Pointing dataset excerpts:
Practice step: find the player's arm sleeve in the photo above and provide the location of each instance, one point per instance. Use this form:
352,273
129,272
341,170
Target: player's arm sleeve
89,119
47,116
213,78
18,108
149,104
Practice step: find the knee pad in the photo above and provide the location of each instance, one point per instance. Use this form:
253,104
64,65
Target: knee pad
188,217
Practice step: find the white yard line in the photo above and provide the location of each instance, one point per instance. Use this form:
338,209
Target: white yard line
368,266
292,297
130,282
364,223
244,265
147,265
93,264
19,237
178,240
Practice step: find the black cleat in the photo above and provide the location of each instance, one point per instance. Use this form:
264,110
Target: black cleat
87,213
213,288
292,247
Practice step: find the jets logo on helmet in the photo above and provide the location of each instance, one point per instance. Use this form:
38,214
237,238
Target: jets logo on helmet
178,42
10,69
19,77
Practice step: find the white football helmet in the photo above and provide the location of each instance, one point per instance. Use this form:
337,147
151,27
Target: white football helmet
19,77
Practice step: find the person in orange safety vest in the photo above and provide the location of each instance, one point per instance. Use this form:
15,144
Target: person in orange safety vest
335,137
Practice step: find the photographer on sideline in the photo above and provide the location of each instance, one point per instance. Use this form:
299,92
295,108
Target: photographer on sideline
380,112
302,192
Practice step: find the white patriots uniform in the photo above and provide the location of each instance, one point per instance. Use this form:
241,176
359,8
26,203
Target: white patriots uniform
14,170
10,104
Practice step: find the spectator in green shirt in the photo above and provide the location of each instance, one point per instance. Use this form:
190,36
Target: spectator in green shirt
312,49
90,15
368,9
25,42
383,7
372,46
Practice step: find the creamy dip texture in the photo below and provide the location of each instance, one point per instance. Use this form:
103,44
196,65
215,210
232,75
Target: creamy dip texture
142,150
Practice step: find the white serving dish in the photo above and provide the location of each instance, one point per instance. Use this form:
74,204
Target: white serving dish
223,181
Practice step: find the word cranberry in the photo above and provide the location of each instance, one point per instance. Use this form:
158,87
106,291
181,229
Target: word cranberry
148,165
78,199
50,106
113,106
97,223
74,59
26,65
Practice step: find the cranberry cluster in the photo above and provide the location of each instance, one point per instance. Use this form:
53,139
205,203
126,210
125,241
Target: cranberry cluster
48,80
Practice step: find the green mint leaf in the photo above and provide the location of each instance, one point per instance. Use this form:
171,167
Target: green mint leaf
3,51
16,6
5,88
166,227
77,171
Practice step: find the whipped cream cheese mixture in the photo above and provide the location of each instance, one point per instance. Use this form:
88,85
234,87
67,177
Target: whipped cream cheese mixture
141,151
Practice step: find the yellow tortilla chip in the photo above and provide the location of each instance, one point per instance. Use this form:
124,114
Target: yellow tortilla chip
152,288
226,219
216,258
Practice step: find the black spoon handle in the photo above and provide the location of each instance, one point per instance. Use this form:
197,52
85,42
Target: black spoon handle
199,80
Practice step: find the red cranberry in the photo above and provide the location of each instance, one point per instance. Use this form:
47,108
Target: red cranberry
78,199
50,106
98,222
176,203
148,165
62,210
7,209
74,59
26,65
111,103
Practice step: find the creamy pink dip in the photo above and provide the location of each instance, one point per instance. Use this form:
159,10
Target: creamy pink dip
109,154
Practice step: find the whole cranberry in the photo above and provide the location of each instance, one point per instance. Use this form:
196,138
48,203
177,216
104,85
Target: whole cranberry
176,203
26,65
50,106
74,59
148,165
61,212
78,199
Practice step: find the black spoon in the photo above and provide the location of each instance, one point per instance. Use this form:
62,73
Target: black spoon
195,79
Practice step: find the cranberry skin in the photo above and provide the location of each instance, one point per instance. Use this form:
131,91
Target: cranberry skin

The problem: Return, unchanged, the part of the material that opens with the line containing "Practice step: find the cranberry skin" and continues through the last line of the material.

Full answer:
Practice step: find the cranberry skin in the photo above and provide the location of each instance, one point per instance. Use this form:
131,91
Target: cranberry skin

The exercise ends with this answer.